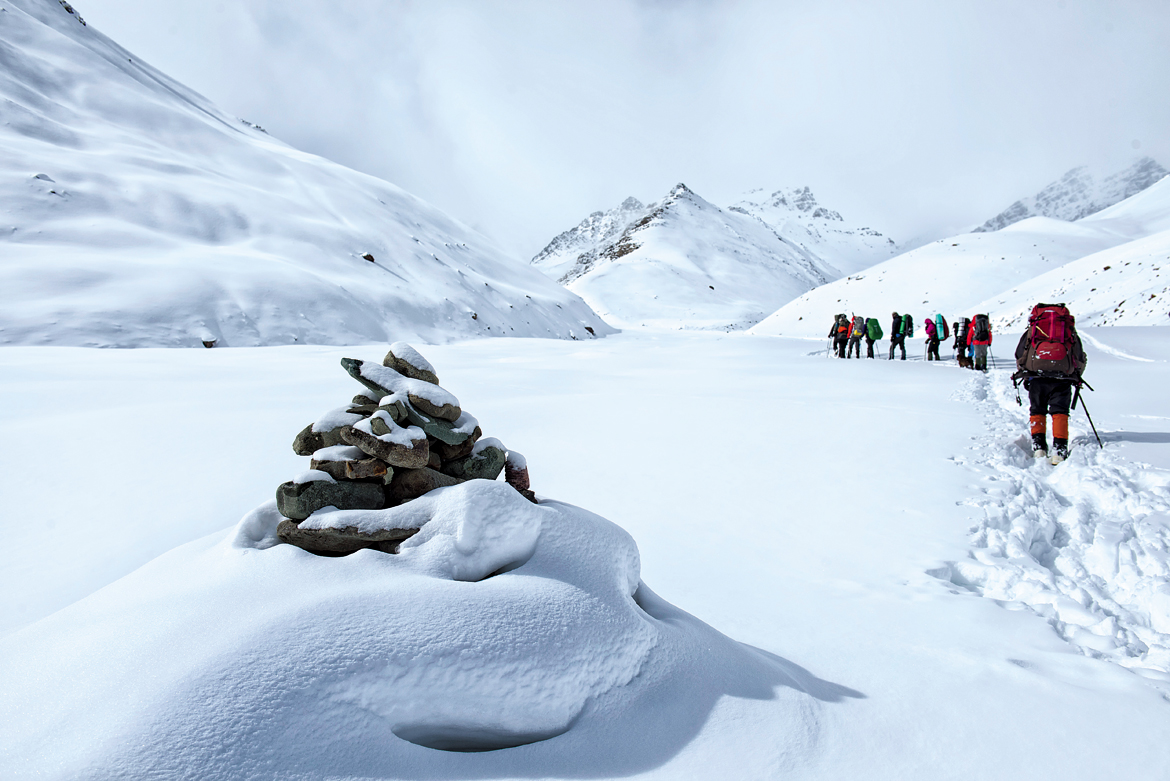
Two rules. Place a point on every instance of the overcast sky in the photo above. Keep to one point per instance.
(520, 118)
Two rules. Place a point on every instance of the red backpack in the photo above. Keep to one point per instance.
(1052, 340)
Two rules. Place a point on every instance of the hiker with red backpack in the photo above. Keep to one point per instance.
(857, 331)
(873, 333)
(1050, 359)
(936, 331)
(839, 333)
(979, 337)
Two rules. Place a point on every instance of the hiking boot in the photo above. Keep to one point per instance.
(1039, 446)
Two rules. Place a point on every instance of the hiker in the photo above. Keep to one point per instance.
(979, 338)
(933, 339)
(839, 333)
(857, 330)
(1051, 359)
(873, 333)
(962, 352)
(897, 333)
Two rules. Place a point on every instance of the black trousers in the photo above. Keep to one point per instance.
(897, 340)
(1048, 396)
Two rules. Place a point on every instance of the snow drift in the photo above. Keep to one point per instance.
(501, 624)
(137, 213)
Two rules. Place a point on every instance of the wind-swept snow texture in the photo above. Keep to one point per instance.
(136, 213)
(688, 264)
(1085, 544)
(1079, 194)
(284, 664)
(1005, 272)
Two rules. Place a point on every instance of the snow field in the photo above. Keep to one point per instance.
(784, 500)
(1085, 544)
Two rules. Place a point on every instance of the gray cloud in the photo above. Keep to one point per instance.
(521, 117)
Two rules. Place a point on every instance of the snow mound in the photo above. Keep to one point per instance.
(501, 624)
(139, 214)
(1085, 544)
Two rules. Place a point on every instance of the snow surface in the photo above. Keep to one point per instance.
(827, 537)
(1007, 271)
(686, 263)
(1079, 194)
(689, 264)
(136, 213)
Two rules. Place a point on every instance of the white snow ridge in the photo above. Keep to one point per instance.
(138, 214)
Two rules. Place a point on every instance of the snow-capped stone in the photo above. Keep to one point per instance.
(406, 360)
(398, 447)
(298, 500)
(483, 463)
(1079, 193)
(593, 232)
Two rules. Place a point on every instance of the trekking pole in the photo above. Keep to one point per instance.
(1075, 399)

——

■ AIM OF THE TASK: Once the pictures have been removed, reproduce each line of the material above exactly.

■ RESPONSE TO THIS EXERCISE:
Two rules. Place a point on every instance of the overcast sky in the photo above. Keep to one point per instance.
(520, 118)
Two rules. Place a point on every instance of the red backpack in the photo above. Keep to one point per instance.
(1052, 340)
Two rules. Place a point on every instance of the hiker with red backpack in the photo above. Keep to one point per instance.
(857, 331)
(873, 333)
(1050, 359)
(936, 331)
(839, 333)
(979, 337)
Two rules. Place a point on every instance of the hiking boot in the photo above. Keep to one point per instance.
(1039, 446)
Two rules. Place a point on every instance of the hiker in the photo above. Keep to one point per instance.
(979, 338)
(933, 339)
(839, 333)
(857, 330)
(1051, 359)
(873, 333)
(962, 352)
(897, 333)
Two rules. Place a point on every instance of the black trousers in the photo above. Keep to one point per instance.
(897, 340)
(1048, 396)
Two rules. Place a point on every instance of the snow drift in the photo above. Keep to one point per instance.
(501, 624)
(137, 213)
Two rules. Place a point on every instance of the wind-swept snow texture in the photo above. Keep to one point per instance.
(136, 213)
(688, 264)
(1085, 544)
(1079, 194)
(284, 664)
(1005, 272)
Two rules. Place a point on every instance of the snow field in the photo above. Keep to one point per instance.
(784, 500)
(1085, 544)
Two rules. Place a point on every instance of the gray cloud in the photo above. Keep to one point per instance.
(521, 117)
Two rules. Place a point on every instance of the snow mound in the photo above. Keep to one point per instance.
(501, 624)
(139, 214)
(1085, 544)
Two rules. Place a point on every instance of the snow surface in the photo above. Keep to one point per instance.
(827, 537)
(1007, 271)
(686, 263)
(1079, 194)
(689, 264)
(136, 213)
Two rules. Place a point on every instance of the white snow ridge in the photo above. Keep to one point per instance.
(138, 214)
Two rules. Place a point on every instance of the snow-capped stone in the photo above. Keep to one point per instance.
(406, 360)
(398, 447)
(298, 500)
(483, 463)
(1079, 193)
(593, 232)
Two rules. Place a point on every instance of the trekking pole in the photo above. Keep to one point per instance.
(1075, 399)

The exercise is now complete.